─── EXCERPTED DATA

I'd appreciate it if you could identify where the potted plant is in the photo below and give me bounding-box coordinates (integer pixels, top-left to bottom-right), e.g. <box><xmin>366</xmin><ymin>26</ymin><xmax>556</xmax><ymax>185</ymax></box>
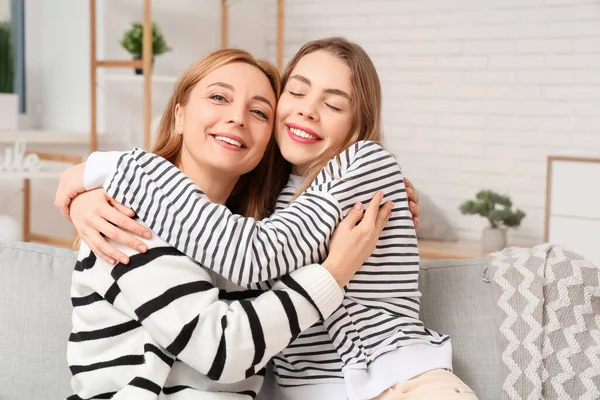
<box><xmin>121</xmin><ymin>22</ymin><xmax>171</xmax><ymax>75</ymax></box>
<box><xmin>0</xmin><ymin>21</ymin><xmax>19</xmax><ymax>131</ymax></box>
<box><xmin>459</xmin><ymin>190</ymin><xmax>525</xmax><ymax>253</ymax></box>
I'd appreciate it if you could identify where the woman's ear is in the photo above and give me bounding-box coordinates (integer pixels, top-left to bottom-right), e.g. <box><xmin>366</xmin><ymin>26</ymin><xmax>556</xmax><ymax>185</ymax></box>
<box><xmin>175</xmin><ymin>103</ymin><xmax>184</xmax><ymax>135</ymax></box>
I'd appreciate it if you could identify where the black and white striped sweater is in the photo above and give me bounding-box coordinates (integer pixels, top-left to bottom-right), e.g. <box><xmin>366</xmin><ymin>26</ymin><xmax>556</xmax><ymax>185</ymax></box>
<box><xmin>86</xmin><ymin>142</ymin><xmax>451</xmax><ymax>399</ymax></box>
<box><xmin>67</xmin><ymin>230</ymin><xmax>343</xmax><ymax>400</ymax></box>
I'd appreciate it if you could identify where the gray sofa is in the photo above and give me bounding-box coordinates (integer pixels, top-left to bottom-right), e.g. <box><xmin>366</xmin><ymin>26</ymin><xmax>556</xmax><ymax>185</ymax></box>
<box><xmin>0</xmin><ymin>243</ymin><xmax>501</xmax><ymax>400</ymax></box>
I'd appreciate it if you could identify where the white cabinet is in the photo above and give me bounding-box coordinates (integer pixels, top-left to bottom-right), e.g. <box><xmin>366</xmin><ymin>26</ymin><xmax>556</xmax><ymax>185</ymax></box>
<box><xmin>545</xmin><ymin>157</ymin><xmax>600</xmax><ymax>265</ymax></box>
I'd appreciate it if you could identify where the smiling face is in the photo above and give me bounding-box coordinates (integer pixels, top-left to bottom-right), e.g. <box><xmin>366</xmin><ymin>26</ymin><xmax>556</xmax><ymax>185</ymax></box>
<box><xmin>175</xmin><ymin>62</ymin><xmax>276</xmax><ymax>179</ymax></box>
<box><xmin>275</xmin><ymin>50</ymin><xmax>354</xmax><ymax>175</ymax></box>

──────
─── EXCERPTED DATA

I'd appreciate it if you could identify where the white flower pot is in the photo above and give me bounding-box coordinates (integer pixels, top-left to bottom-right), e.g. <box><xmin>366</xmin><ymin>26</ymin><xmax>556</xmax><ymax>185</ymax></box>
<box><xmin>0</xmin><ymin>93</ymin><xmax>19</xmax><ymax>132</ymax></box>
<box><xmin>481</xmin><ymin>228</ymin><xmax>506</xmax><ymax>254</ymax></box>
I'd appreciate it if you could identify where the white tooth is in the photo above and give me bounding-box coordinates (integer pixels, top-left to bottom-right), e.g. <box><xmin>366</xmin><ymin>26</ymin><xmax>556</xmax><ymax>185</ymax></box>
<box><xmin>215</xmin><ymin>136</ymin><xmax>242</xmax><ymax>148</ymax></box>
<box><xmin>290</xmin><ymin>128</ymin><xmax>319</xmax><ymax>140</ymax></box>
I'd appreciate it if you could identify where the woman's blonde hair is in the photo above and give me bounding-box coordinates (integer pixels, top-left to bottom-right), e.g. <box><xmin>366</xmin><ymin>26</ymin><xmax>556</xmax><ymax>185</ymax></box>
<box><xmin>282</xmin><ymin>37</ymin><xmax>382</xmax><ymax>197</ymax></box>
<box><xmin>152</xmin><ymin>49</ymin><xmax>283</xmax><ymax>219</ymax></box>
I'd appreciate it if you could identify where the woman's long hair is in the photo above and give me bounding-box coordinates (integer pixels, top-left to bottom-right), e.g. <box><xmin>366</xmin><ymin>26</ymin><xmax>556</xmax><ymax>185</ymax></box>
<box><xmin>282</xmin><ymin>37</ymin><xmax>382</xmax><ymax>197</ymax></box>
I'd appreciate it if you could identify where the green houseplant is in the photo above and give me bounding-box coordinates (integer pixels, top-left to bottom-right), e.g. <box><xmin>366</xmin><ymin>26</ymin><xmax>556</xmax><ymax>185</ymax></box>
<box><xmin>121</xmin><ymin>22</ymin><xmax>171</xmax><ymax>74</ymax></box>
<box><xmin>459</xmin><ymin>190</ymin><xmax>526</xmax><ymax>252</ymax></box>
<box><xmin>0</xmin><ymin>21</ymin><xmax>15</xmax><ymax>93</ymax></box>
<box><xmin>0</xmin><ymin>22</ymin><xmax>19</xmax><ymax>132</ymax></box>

──────
─── EXCERPTED DATA

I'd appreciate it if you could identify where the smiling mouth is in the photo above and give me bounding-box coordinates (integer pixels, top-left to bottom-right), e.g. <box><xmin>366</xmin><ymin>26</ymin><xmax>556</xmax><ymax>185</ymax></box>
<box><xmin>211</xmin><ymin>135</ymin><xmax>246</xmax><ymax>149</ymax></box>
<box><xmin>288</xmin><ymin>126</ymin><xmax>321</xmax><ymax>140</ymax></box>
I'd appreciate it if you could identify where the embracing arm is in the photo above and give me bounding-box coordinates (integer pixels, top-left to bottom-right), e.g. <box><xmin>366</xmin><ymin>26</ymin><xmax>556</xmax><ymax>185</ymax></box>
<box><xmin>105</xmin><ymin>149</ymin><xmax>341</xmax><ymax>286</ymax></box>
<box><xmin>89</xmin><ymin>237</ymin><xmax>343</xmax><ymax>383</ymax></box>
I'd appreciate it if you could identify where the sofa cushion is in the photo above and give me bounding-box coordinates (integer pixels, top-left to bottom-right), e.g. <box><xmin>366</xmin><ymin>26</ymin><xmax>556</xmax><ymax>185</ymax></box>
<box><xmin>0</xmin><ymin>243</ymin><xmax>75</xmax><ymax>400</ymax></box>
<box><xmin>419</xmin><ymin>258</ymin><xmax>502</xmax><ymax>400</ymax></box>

──────

• PROBLEM: Locate every line in the stored data entries above that contains the word "woman", and copy each of those lines.

• ANSWER TO THIS PROBLEM:
I'd appreciate it if you could identify where the woman's ear is in the photo above and give me bounding-box coordinates (integer pixels, top-left to bottom-right), e.g. <box><xmin>366</xmin><ymin>26</ymin><xmax>556</xmax><ymax>185</ymax></box>
I'd appreciate it if you could identify where the woman's blonde hair is in the photo above and give me bounding-box coordinates (integer pixels, top-left to bottom-right), e.g. <box><xmin>366</xmin><ymin>26</ymin><xmax>556</xmax><ymax>185</ymax></box>
I'd appreciate it if you could identify where the woman's long hair is in the photo above and give me bounding-box coordinates (integer pixels, top-left to bottom-right), e.g. <box><xmin>366</xmin><ymin>26</ymin><xmax>556</xmax><ymax>185</ymax></box>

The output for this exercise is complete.